# Pfeil / Linie (Vektor) biegen, Wie?



## tutorial-hilfe (7. April 2006)

Hallo, 

wie biegt man den solche Pfeile (siehe Anhang)?
Ich habe es mit Ellipse zeichnen versucht und dann dort die Spitzten drüber gelegt.
Nur wie kann das sonnst gemacht werden?

Mit freundlichen Grüßen


----------



## Jan-Frederik Stieler (7. April 2006)

Hi,
also das Bild is tbestimmt mit einem 3D Programm erstellt worden.
Aber in einem Vektorprogramm würde ich das nicht mit den geometrischen Grundformen erstellen sondern mit dem Pfadwerkzeug nachzeichnen. 

Gruß


----------



## tutorial-hilfe (7. April 2006)

DirtyWorld hat gesagt.:
			
		

> Hi,
> also das Bild is tbestimmt mit einem 3D Programm erstellt worden.
> Aber in einem Vektorprogramm würde ich das nicht mit den geometrischen Grundformen erstellen sondern mit dem Pfadwerkzeug nachzeichnen.
> Gruß



Wie kann ich den den oberen Pfeil erstellen?

--*--

AUFGABE:
Schreiben Sie den obigen Forenthread über das Biegen von Pfeilen vollständig und wortgetreu ab.

AUSZÜGE AUS DATENSATZ:
--*--

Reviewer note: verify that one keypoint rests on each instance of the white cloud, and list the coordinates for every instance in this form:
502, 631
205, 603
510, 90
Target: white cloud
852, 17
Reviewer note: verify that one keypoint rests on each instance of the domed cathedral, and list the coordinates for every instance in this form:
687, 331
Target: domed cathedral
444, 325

--*--

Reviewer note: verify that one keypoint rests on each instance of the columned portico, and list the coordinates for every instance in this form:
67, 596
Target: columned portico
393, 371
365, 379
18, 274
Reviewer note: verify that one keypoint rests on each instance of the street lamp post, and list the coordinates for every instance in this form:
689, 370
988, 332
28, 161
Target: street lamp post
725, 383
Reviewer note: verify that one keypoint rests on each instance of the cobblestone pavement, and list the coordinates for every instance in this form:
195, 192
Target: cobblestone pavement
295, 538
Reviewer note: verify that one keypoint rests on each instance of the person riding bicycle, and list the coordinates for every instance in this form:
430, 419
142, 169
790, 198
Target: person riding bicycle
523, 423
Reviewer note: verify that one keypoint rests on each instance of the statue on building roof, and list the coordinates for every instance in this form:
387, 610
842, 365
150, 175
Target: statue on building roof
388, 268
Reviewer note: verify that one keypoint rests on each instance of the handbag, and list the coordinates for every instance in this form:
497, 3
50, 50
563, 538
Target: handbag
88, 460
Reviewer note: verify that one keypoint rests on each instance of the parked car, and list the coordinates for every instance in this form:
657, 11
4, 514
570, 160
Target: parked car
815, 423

--*--

VOLLSTÄNDIGE ANTWORT:
# Pfeil / Linie (Vektor) biegen, Wie?



## tutorial-hilfe (7. April 2006)

Hallo, 

wie biegt man den solche Pfeile (siehe Anhang)?
Ich habe es mit Ellipse zeichnen versucht und dann dort die Spitzten drüber gelegt.
Nur wie kann das sonnst gemacht werden?

Mit freundlichen Grüßen


----------



## Jan-Frederik Stieler (7. April 2006)

Hi,
also das Bild is tbestimmt mit einem 3D Programm erstellt worden.
Aber in einem Vektorprogramm würde ich das nicht mit den geometrischen Grundformen erstellen sondern mit dem Pfadwerkzeug nachzeichnen. 

Gruß


----------



## tutorial-hilfe (7. April 2006)

DirtyWorld hat gesagt.:
			
		

> Hi,
> also das Bild is tbestimmt mit einem 3D Programm erstellt worden.
> Aber in einem Vektorprogramm würde ich das nicht mit den geometrischen Grundformen erstellen sondern mit dem Pfadwerkzeug nachzeichnen.
> Gruß



Wie kann ich den den oberen Pfeil erstellen?